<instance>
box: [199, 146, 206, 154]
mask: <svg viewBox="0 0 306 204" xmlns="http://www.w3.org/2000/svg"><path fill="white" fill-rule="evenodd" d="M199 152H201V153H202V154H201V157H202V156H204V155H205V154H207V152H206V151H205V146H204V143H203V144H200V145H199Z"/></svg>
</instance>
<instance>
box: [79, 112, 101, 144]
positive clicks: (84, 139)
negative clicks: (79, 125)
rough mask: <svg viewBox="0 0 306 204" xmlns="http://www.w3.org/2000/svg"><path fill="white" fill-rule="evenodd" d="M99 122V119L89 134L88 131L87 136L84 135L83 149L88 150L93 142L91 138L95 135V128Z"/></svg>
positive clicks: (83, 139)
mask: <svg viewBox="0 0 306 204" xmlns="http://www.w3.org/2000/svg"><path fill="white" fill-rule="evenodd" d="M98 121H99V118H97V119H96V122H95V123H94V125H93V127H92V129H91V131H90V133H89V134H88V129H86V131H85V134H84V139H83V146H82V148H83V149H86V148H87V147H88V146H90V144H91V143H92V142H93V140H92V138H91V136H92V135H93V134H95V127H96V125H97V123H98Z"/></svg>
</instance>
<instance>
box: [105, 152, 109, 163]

==

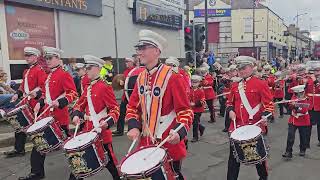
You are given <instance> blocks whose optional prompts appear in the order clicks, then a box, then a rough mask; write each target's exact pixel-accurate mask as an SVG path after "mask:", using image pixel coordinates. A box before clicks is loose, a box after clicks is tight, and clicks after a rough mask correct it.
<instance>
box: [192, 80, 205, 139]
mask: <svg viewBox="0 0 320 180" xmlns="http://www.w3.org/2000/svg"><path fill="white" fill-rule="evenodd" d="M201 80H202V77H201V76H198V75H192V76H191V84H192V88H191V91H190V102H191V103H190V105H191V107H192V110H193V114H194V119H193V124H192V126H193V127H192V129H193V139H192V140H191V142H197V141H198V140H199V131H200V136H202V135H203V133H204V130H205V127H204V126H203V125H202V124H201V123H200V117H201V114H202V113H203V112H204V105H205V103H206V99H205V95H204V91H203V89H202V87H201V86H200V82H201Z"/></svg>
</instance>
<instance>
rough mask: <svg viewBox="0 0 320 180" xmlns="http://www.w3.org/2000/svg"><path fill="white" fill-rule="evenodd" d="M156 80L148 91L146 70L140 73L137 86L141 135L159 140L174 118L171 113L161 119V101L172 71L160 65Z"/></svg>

* * *

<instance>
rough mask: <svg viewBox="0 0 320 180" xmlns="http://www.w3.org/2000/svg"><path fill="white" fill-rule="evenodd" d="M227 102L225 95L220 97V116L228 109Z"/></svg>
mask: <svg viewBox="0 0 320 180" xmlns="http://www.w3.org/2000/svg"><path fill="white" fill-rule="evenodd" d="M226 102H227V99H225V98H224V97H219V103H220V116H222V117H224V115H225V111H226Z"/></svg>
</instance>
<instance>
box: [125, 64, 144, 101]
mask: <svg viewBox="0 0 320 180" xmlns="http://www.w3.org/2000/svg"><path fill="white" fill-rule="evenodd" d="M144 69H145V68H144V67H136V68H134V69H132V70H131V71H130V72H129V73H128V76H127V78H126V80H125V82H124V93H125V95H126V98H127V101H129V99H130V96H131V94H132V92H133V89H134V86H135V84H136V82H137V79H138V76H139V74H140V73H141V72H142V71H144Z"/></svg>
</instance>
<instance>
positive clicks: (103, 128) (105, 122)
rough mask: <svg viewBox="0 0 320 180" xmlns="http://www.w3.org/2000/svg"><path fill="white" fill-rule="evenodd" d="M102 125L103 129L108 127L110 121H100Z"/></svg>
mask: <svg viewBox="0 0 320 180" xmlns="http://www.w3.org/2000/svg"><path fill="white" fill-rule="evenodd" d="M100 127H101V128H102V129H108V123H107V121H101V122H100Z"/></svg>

Exercise aim:
Pick out each line in the entries above that contains the string "clicks" and copy those lines in full. Treat the match as case-sensitive.

Your solution:
positive clicks: (84, 139)
negative clicks: (79, 125)
positive clicks: (83, 139)
You are given <instance> blocks whose optional prompts appear in the order clicks, then a box, then a rough mask; write each target's exact pixel-accurate mask as an SVG path after "mask:", using image pixel coordinates. A box before clicks is loose, a box after clicks is tight, and clicks after a rough mask correct it.
positive clicks: (103, 128) (105, 122)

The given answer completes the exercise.